---------- EXTRACTED RECORDS

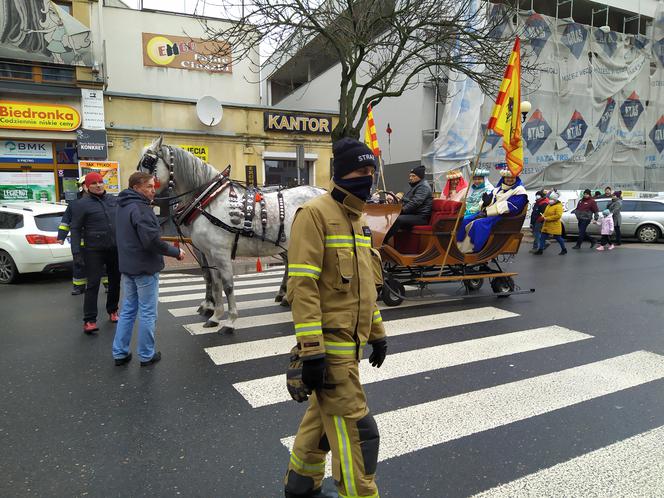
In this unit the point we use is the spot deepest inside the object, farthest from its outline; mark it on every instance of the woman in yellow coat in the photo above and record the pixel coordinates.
(552, 226)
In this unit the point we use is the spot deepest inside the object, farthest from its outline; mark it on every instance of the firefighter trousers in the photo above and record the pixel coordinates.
(336, 420)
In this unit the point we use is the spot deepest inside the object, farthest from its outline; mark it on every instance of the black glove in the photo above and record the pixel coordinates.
(313, 373)
(79, 260)
(379, 353)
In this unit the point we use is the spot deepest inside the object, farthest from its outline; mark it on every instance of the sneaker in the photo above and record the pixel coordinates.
(154, 359)
(90, 327)
(122, 361)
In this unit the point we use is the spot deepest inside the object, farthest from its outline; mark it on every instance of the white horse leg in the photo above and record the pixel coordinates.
(206, 309)
(226, 273)
(216, 290)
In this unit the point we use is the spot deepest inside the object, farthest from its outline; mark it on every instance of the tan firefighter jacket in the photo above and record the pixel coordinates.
(332, 277)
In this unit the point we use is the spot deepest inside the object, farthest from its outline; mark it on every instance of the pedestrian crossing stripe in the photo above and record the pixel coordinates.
(244, 283)
(252, 350)
(266, 319)
(201, 295)
(634, 466)
(270, 390)
(406, 430)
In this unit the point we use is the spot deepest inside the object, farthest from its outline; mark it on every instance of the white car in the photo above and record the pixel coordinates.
(28, 239)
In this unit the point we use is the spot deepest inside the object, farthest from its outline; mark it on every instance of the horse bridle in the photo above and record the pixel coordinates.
(149, 162)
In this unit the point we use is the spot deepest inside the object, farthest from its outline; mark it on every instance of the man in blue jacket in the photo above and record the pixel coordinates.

--------------------

WHAT THE TASK REQUIRES:
Reproduce each entry precisely. Leave the pictures out.

EXPECTED ANSWER:
In this unit the point we use is the spot deepest inside the object, farthest from its outline; mark it on every instance of the woman in yellow coat in the photo above and record the pixel coordinates.
(552, 226)
In this unit the point we use is the spot deepest inside the object, farthest from its outline; mark it on every instance of the firefighter trousers in the photo above and record the pixel coordinates.
(336, 420)
In this unit the point we use is the spot deepest inside the object, farthest from its outline; mark it on every instance of the black glove in the photo above and record the pixel coordinates.
(313, 373)
(79, 260)
(379, 353)
In this unit the point we use is the spot deepest inside the object, farthest from its outline; mark it on every instance of the sneaker in the photo above and record the pixel coordinates.
(154, 359)
(90, 327)
(122, 361)
In this unit the point we use is the spot deepest inside the object, farthest from its outline; mark it on every instance of the white horse leg in the photo above and record the pixel coordinates.
(206, 309)
(226, 273)
(216, 290)
In this unit the point we use is the spot deepest inside the object, farthest from its outline; mark it on every instance of the tan firefighter jacket in the photo above and record the pixel coordinates.
(332, 277)
In this unit the point we use is the spot deepest inside the object, farthest from its outline; mark it on every instance of the pedestrian crossing stripe in the photo above and record the pixel coordinates.
(244, 283)
(252, 350)
(266, 319)
(201, 295)
(634, 466)
(270, 390)
(406, 430)
In this unit the point we use is the spot deepest inside the object, farthest from its outline; mark it on every instance of the white car in the photo above and record the pixel coordinates.
(28, 239)
In this unit the point we use is the spot deepest inside the object, farthest from its outline; mark it on every instance of the horse bridle in the photo above and record the pixel coordinates.
(149, 162)
In this unit the point we use is the spot deepest inside the object, farthest from its outline; mark it on every instance of the man in blue jacket in the photo above and record the pixel coordinates.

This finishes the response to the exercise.